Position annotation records
— START —

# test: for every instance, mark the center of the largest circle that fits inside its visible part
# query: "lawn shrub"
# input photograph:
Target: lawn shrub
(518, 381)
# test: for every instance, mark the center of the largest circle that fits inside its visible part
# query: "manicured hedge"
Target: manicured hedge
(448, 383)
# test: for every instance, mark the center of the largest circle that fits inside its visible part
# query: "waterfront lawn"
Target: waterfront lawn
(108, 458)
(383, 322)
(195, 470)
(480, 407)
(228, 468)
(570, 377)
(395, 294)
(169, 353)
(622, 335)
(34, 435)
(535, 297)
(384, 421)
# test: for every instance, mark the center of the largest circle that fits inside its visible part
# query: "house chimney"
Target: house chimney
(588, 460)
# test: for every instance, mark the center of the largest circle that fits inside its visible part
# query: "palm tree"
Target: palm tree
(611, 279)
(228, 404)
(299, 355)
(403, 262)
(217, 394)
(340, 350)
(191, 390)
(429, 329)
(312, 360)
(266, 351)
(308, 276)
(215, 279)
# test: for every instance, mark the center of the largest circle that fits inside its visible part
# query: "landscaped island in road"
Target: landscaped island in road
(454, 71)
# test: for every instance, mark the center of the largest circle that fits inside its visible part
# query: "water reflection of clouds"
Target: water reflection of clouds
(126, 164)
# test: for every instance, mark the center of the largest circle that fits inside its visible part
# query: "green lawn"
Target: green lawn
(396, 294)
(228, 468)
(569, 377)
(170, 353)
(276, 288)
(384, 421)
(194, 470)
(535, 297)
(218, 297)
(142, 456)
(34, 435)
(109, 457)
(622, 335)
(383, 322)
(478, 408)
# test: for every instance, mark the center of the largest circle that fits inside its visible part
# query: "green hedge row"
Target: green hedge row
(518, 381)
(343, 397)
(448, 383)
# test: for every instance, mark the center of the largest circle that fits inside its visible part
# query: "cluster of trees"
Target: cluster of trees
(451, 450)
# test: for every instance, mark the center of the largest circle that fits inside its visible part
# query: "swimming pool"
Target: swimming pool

— END —

Please pick out every line in the entries above that contains the word "clouds", and copy each one. Case counts.

# query: "water reflection of clouds"
Target: water reflection of clouds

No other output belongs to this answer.